Stored data entries
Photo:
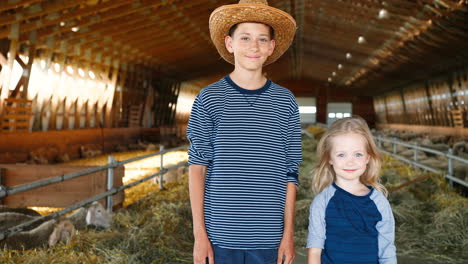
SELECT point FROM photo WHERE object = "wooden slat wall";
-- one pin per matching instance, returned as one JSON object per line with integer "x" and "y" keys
{"x": 438, "y": 102}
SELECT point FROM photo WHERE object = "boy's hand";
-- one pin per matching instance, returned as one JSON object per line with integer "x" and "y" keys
{"x": 201, "y": 250}
{"x": 286, "y": 250}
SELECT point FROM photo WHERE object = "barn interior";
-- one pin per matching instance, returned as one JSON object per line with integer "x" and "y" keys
{"x": 94, "y": 75}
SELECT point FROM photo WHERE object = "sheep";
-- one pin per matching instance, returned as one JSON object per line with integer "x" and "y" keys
{"x": 26, "y": 211}
{"x": 11, "y": 219}
{"x": 94, "y": 215}
{"x": 48, "y": 233}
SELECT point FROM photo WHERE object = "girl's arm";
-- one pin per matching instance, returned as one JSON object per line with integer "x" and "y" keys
{"x": 386, "y": 229}
{"x": 313, "y": 256}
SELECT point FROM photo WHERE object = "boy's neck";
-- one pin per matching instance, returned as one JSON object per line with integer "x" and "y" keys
{"x": 250, "y": 80}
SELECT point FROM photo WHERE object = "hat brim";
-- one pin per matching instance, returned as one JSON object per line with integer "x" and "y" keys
{"x": 224, "y": 17}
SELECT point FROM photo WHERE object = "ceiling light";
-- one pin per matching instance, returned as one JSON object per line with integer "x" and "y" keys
{"x": 361, "y": 40}
{"x": 383, "y": 14}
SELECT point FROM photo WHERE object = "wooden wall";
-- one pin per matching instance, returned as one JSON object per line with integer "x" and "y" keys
{"x": 362, "y": 105}
{"x": 67, "y": 93}
{"x": 17, "y": 147}
{"x": 441, "y": 101}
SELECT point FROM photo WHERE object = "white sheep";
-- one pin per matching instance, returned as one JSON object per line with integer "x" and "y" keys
{"x": 94, "y": 215}
{"x": 21, "y": 210}
{"x": 11, "y": 219}
{"x": 48, "y": 233}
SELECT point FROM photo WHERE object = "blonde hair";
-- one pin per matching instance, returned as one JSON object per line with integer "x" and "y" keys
{"x": 324, "y": 175}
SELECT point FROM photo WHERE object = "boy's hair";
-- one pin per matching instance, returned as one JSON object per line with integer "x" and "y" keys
{"x": 324, "y": 175}
{"x": 234, "y": 27}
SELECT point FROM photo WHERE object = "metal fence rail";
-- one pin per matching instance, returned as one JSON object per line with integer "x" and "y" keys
{"x": 111, "y": 190}
{"x": 449, "y": 155}
{"x": 449, "y": 174}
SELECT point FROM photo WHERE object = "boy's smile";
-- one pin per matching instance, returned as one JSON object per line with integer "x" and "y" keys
{"x": 251, "y": 45}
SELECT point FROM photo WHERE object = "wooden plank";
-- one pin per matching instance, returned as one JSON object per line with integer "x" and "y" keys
{"x": 61, "y": 194}
{"x": 6, "y": 71}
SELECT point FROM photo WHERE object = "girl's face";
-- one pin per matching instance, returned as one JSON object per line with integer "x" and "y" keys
{"x": 348, "y": 157}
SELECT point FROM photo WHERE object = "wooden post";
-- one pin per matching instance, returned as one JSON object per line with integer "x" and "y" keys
{"x": 27, "y": 71}
{"x": 7, "y": 71}
{"x": 110, "y": 99}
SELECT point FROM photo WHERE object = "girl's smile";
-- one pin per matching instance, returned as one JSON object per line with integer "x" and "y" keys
{"x": 349, "y": 158}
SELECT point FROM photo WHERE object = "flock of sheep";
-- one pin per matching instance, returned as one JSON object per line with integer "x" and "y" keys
{"x": 52, "y": 231}
{"x": 458, "y": 144}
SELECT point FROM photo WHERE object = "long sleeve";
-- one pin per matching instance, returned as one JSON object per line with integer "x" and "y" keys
{"x": 386, "y": 229}
{"x": 199, "y": 134}
{"x": 294, "y": 149}
{"x": 317, "y": 225}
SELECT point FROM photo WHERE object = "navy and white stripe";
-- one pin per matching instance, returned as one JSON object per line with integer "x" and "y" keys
{"x": 251, "y": 142}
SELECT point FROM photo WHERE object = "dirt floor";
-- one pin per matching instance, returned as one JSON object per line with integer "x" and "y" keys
{"x": 301, "y": 258}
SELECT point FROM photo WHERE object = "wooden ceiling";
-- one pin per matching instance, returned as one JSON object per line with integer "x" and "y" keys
{"x": 410, "y": 41}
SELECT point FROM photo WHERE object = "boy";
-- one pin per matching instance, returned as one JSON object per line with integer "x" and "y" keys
{"x": 245, "y": 148}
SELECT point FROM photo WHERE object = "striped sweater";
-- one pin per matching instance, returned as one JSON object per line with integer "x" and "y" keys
{"x": 250, "y": 141}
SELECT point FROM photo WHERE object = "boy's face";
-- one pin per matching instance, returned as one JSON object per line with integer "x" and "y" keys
{"x": 251, "y": 45}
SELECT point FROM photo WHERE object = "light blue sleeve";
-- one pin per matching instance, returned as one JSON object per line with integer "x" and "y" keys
{"x": 199, "y": 132}
{"x": 386, "y": 229}
{"x": 317, "y": 226}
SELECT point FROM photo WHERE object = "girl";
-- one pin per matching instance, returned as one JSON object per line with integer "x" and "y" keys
{"x": 350, "y": 219}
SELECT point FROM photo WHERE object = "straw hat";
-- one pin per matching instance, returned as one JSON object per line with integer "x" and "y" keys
{"x": 226, "y": 16}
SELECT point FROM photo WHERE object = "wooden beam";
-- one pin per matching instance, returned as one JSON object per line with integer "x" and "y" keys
{"x": 7, "y": 71}
{"x": 38, "y": 9}
{"x": 108, "y": 119}
{"x": 63, "y": 17}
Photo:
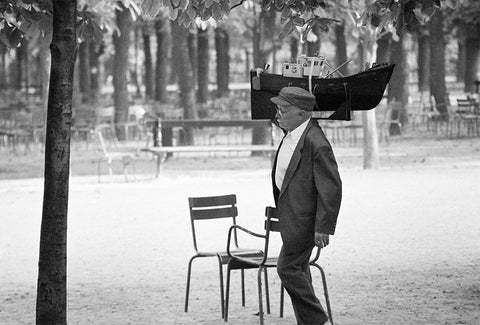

- _WORK ITEM_: All the records above must be retyped exactly, except for their pictures.

- _YOUR SOLUTION_:
Photo:
SELECT point FROM photo WHERE object = "wooden slat wall";
-- one pin per matching instance, returned as one JSON object per line with integer "x" and "y" keys
{"x": 438, "y": 102}
SELECT point FROM photo WHERE object = "boy's hand";
-- one pin per matching instance, returned as one JSON object per line with integer "x" and "y" keys
{"x": 201, "y": 250}
{"x": 286, "y": 250}
SELECT point FROM photo WHERE object = "barn interior";
-- one pin per matching instance, returned as one JSON object per line with integer "x" and "y" keys
{"x": 94, "y": 75}
SELECT point FROM photo WHERE object = "sheep";
-- one pin per matching instance, returned as one JSON object per line with integer "x" and "y" keys
{"x": 26, "y": 211}
{"x": 11, "y": 219}
{"x": 94, "y": 215}
{"x": 48, "y": 233}
SELECT point FROM photo WHERE object = "girl's arm";
-- one pin per matching instance, returned as one JSON object per line with integer "x" and "y" keys
{"x": 386, "y": 229}
{"x": 313, "y": 256}
SELECT point FROM photo WHERE object = "boy's neck";
-- one pin per matching instance, returned as one JSON object per line with integer "x" and "y" keys
{"x": 250, "y": 80}
SELECT point FROM photo WHERE object = "hat brim";
-- one pin per matching instance, returned as one JSON object per line with integer "x" and "y" keys
{"x": 224, "y": 17}
SELECT point FROM photo WHERE object = "ceiling light";
-- one pin per matching instance, returned as one JSON object per line with integer "x" and "y" keys
{"x": 361, "y": 40}
{"x": 383, "y": 14}
SELECT point FROM photo WHERE object = "wooden wall";
-- one pin per matching instance, returned as one JSON object per line with integer "x" and "y" keys
{"x": 362, "y": 105}
{"x": 67, "y": 93}
{"x": 17, "y": 147}
{"x": 441, "y": 101}
SELECT point FROM photo WHERE object = "white sheep";
-- one pin per matching instance, returned as one JSON object per line with integer "x" and "y" keys
{"x": 94, "y": 215}
{"x": 21, "y": 210}
{"x": 11, "y": 219}
{"x": 48, "y": 233}
SELECT point FROM photo WHERE object = "blonde hair";
-- one pin per matching instance, returned as one JSON object per line with integer "x" and "y" keys
{"x": 324, "y": 175}
SELECT point FROM photo WHERE object = "boy's hair";
-- one pin per matching instance, returned as one JSON object per line with integer "x" and "y" keys
{"x": 324, "y": 175}
{"x": 234, "y": 27}
SELECT point FROM photo WHERE object = "metal fence rail";
-- one pin per matching instance, returned as one JSON object per line with integer "x" and "y" keys
{"x": 111, "y": 190}
{"x": 449, "y": 155}
{"x": 449, "y": 174}
SELECT point FROM photo WHERE object = "boy's smile";
-- one pin per matching instance, returned as one JSON object per line with integer "x" and "y" keys
{"x": 251, "y": 45}
SELECT point FROM photo WHERE object = "wooden plank";
-- one pin per matching instance, returned as one JSON object per line with integer "x" and "y" keys
{"x": 61, "y": 194}
{"x": 6, "y": 71}
SELECT point FROM photo WHERE object = "girl's face";
-- one pin per matching instance, returned as one JSON object per line with integer "x" and "y" keys
{"x": 348, "y": 157}
SELECT point FROM photo WHERE object = "wooden post";
-- one pin per matching instance, returned as one JSON object per line with integer "x" and "y" keys
{"x": 27, "y": 71}
{"x": 7, "y": 71}
{"x": 110, "y": 99}
SELECT point FROM photo WHERE object = "girl's smile";
-- one pin per matching instance, returned as one JSON object per line with integer "x" and "y" keys
{"x": 349, "y": 158}
SELECT point FROM photo WHERE object = "flock of sheep";
-- one pin per matching instance, returned as one JSON object per line with integer "x" and "y" keys
{"x": 52, "y": 231}
{"x": 458, "y": 144}
SELECT point FROM photo WHERE object = "long sleeve";
-- one pin per matching instance, returned as one JSON object per line with integer "x" and "y" keys
{"x": 386, "y": 229}
{"x": 199, "y": 134}
{"x": 294, "y": 149}
{"x": 317, "y": 225}
SELECT point FROM photo WHERE object = "navy and white stripe";
-- one pin per matching instance, returned as one JSON object per line with integer "x" and "y" keys
{"x": 251, "y": 142}
SELECT point FROM photo WHERE object = "dirt floor";
-- one pin per matching instance, returned as one JSON object per line with integer "x" and "y" keys
{"x": 301, "y": 258}
SELECT point FROM photo WHERE object = "wooden ceiling";
-- one pin per matching instance, returned as one JSON object per line with integer "x" and "y" keys
{"x": 410, "y": 41}
SELECT point FROM photo WHERE object = "boy";
-- one pin per matching instance, returned as one JSON object per line with integer "x" and "y" keys
{"x": 245, "y": 148}
SELECT point FROM photo WHERE object = "striped sweater";
-- one pin per matching instance, returned as one JSON object per line with integer "x" and "y" keys
{"x": 250, "y": 141}
SELECT point FROM photo WHERE object = "boy's face";
-- one pin per matching instance, returned as one JSON object per line with integer "x" and "y" keys
{"x": 251, "y": 45}
SELECT point FROM photo WHERE object = "light blue sleeve";
-- one pin per matching instance, returned as one JSON object per line with integer "x" and "y" keys
{"x": 199, "y": 132}
{"x": 386, "y": 229}
{"x": 317, "y": 226}
SELECT point FROM photo WHERE object = "girl";
-- one pin per matching instance, returned as one JSON object per line with integer "x" and "y" keys
{"x": 350, "y": 219}
SELECT point FROM photo WHERE object = "straw hat";
-- one pin per matching instance, returned as one JSON object per line with integer "x" and "y" keys
{"x": 226, "y": 16}
SELECT point FROM photo WHERE object = "wooden beam";
-- one pin per matching instance, returned as one JSON object per line with integer "x" and "y" keys
{"x": 7, "y": 71}
{"x": 38, "y": 9}
{"x": 108, "y": 119}
{"x": 63, "y": 17}
Photo:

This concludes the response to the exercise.